_Data for this task_.

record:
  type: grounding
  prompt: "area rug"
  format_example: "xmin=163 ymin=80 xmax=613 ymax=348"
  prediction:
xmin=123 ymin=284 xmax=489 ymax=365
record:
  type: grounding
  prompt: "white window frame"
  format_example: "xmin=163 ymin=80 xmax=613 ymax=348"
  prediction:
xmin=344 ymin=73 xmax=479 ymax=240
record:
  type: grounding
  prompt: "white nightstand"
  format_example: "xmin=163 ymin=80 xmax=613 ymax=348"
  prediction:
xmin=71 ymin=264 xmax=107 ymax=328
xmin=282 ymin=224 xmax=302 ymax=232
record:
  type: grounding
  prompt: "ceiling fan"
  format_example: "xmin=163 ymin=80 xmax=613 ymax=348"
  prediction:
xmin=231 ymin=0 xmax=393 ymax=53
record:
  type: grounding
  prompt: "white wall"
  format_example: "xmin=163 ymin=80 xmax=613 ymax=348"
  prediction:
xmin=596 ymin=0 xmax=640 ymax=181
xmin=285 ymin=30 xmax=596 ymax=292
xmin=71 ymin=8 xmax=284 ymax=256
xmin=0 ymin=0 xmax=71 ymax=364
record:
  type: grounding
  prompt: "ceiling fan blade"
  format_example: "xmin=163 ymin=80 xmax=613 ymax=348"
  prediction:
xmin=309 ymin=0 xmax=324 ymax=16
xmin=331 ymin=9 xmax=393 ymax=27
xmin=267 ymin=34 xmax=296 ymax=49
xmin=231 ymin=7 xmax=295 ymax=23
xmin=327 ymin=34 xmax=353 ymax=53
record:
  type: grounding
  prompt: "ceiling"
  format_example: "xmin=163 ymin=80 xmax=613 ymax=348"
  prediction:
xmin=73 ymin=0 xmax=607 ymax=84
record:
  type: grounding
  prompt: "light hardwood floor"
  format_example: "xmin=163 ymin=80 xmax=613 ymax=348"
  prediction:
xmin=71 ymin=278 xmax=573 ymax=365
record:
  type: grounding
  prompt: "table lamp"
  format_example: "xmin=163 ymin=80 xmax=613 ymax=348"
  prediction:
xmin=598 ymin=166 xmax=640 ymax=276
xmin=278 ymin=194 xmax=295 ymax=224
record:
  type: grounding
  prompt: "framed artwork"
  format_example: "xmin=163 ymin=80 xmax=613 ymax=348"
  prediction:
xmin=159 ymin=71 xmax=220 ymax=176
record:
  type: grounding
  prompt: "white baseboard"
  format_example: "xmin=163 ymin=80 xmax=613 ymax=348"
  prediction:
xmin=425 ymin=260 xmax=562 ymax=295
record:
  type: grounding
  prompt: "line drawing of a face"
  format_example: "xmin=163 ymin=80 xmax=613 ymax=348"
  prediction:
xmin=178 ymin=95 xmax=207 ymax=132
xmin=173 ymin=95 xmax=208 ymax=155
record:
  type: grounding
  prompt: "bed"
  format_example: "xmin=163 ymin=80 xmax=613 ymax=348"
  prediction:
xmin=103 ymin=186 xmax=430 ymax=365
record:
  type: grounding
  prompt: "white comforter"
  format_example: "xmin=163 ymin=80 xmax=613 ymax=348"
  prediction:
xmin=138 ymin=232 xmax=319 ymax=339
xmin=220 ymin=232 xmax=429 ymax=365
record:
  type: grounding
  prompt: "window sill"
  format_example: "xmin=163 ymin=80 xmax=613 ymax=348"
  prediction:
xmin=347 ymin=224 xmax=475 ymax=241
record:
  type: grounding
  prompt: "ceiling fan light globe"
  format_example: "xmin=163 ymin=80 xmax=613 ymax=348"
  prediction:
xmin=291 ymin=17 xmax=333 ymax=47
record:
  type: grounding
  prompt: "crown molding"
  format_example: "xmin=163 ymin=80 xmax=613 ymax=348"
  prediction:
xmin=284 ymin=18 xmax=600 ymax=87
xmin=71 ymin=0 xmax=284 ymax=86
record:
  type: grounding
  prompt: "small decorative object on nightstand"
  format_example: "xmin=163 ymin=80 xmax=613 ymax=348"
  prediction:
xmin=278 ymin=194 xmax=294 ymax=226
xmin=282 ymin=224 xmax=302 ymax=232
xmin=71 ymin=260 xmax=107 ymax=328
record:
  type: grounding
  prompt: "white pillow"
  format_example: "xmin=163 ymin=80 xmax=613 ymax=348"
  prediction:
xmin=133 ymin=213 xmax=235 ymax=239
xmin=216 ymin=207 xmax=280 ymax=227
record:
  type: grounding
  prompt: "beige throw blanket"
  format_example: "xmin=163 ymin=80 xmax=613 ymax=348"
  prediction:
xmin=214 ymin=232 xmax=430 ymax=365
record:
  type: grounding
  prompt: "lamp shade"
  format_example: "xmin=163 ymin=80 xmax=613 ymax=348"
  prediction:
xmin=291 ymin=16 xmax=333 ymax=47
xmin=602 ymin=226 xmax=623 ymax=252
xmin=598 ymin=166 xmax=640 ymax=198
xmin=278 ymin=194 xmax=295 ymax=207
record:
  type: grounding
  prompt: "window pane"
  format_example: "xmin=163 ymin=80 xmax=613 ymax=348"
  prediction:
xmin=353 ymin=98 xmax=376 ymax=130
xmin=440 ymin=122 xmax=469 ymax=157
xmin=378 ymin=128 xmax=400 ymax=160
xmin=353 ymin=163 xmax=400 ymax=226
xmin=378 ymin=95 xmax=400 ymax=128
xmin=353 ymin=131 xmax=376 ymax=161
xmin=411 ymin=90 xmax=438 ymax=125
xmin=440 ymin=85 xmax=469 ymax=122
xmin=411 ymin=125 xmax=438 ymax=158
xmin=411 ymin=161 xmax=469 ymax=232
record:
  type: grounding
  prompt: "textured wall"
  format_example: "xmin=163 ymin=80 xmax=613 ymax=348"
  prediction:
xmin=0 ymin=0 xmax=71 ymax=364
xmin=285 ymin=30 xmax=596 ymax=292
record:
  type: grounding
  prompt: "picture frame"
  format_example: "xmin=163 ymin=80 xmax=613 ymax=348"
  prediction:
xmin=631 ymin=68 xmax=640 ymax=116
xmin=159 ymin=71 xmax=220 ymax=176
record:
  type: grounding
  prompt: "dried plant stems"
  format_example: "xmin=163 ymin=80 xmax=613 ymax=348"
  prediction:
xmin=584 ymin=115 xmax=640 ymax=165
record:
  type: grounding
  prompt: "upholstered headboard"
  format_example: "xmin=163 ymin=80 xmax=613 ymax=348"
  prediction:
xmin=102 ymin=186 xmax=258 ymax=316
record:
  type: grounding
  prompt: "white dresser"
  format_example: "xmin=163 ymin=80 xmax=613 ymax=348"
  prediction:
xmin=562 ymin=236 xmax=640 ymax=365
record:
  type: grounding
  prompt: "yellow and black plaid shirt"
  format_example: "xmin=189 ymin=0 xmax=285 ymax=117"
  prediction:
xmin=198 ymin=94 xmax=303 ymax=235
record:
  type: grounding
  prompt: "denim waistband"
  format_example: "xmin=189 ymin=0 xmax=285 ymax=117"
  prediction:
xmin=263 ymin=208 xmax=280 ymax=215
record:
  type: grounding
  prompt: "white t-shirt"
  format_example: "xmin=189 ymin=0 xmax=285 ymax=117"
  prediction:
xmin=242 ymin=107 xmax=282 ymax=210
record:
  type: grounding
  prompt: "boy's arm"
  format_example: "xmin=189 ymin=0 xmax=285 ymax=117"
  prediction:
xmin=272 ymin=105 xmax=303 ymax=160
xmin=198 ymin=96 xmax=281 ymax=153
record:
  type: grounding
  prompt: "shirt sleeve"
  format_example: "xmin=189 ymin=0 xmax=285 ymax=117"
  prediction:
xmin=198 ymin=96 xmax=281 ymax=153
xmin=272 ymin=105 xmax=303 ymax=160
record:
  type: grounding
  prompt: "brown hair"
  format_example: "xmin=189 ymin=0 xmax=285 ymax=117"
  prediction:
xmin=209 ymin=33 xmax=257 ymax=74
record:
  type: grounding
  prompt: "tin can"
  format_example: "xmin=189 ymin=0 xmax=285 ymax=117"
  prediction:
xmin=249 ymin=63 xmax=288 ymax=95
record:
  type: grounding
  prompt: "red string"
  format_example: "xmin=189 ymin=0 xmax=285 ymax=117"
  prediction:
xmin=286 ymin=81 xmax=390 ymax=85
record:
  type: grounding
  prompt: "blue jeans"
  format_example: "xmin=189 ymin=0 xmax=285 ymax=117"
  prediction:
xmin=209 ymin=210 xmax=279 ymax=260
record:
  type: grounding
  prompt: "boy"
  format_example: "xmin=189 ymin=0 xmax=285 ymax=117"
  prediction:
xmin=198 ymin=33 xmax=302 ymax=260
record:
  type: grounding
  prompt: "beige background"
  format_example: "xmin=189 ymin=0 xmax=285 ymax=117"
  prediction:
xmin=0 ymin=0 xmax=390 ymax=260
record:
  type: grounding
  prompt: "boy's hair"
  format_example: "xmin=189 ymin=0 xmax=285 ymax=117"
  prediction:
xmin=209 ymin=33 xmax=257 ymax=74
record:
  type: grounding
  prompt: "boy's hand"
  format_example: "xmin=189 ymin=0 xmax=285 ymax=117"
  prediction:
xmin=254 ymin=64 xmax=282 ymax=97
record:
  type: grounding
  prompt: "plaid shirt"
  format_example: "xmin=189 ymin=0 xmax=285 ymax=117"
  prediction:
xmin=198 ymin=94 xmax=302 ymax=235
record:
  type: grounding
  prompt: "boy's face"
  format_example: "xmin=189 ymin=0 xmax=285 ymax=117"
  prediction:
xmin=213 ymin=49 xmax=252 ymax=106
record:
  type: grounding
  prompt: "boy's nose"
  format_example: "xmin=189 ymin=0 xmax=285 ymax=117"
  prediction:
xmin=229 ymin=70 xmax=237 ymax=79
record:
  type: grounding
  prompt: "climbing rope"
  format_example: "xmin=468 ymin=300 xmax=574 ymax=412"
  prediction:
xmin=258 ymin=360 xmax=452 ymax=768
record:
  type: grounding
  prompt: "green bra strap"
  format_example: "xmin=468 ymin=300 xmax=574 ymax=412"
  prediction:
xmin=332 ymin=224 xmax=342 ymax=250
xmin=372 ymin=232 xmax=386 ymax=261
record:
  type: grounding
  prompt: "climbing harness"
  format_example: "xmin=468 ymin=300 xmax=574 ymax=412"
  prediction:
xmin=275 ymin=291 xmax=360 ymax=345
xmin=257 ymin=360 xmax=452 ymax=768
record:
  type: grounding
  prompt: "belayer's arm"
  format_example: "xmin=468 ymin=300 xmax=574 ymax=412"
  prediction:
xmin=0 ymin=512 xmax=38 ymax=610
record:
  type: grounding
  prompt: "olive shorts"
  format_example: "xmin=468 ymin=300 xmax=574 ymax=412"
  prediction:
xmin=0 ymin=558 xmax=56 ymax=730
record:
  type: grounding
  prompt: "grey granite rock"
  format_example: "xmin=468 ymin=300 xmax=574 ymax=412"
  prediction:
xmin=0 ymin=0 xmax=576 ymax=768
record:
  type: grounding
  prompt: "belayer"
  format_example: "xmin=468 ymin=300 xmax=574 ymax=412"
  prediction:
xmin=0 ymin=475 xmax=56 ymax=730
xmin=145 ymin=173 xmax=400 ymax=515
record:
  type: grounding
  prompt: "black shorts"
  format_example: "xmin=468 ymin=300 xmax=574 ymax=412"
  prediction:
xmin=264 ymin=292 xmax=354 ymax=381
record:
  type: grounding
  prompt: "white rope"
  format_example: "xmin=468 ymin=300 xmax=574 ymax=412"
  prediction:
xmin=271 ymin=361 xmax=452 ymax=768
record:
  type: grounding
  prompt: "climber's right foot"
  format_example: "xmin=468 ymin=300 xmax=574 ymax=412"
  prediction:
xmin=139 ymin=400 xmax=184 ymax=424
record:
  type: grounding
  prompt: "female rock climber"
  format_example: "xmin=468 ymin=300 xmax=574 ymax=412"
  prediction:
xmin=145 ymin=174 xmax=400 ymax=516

_Direction_. Rewrite the data from the start through the line with "xmin=344 ymin=73 xmax=479 ymax=240", requests included, and shift every box coordinate in the answers up by 38.

_Final answer_.
record:
  type: grounding
  prompt: "area rug"
  format_example: "xmin=163 ymin=80 xmax=613 ymax=348"
  prediction:
xmin=161 ymin=322 xmax=527 ymax=403
record:
  type: grounding
  prompt: "white window frame"
  format_example: "xmin=163 ymin=80 xmax=613 ymax=348"
  prediction:
xmin=382 ymin=111 xmax=517 ymax=278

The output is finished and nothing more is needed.